TASK OBJECTIVE:
Copy the records below word for word, leaving out nothing.

DATA FOR THIS TASK:
◆ ◆ ◆ ◆ ◆ ◆ ◆
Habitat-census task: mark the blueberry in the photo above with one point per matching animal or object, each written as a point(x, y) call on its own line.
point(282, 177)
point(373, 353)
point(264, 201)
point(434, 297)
◆ ◆ ◆ ◆ ◆ ◆ ◆
ANSWER SECTION:
Habitat-census task: mark the blueberry in the photo above with one point per matching animal or object, each written as a point(x, y) call on its own line.
point(282, 177)
point(373, 353)
point(264, 201)
point(434, 297)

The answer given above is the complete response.